---------- SOURCE

Exceeding the grant period: When is there a risk of funding being reclaimed?

  • 10/21/2024
  • Reading time 7 Minutes

If funded projects are continued beyond their respective grant period, various questions arise under public grants law. One of the most pressing questions relates to the risk of funding being reclaimed. What happens if a project falls behind schedule, for example, due to delivery problems?

The typical case is characterized by delays in the planned course of the project, caused for example by delivery problems or a lengthy procurement procedure. In such cases, the entire funding amount is often called up and paid out within the set grant period, even though the parties involved were aware or should have been aware that the completion of the funded project would be delayed. In this case, it is not a question of a delayed drawdown of funding, but of a delayed use of the funds. At first glance, these cases entail a risk that the funds granted will be reclaimed due to a breach of the notice of grants.

In these cases, there are various different types of grant notices and facts. Consequently, there are various approaches to the legal classification of the funded measure’s continuation and its legal consequences. In many cases, practical and interest-oriented solutions are possible, some of which are outlined below.

Grant period

The administrative regulations for Art. 44 of the federal and state budget regulations declare the “grant period” to be a necessary content of a notice of grants, without explaining the term in more detail.

The regular addition “it may extend beyond the current financial year in the case of grants for project funding, to the extent there is a corresponding budgetary authorization” gives an indication of this requirement’s main purpose: On the one hand, it is intended to ensure that the binding funding commitment is backed by sufficient state funds and, on the other hand, to enable proper financial planning for the public funding body and thus also compliance with budget law.

--------------------

* [PROBLEM DESCRIPTION] Reproduce word for word the passage of the article on exceeding the grant period above that begins with the words containing "The regular addition" and ends with "with budget law.".

---------- SOURCE EXCERPT

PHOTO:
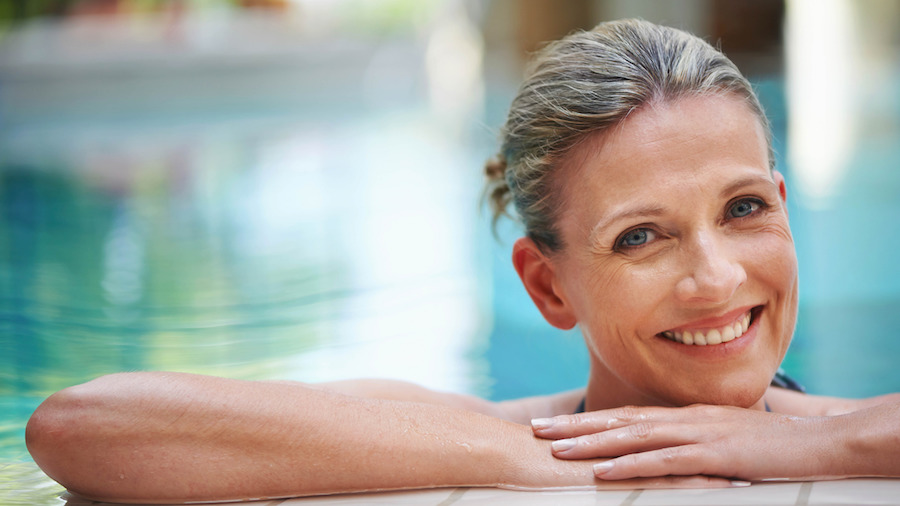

--------------------

* [SOLUTION TO THIS TASK]
The regular addition “it may extend beyond the current financial year in the case of grants for project funding, to the extent there is a corresponding budgetary authorization” gives an indication of this requirement’s main purpose: On the one hand, it is intended to ensure that the binding funding commitment is backed by sufficient state funds and, on the other hand, to enable proper financial planning for the public funding body and thus also compliance with budget law.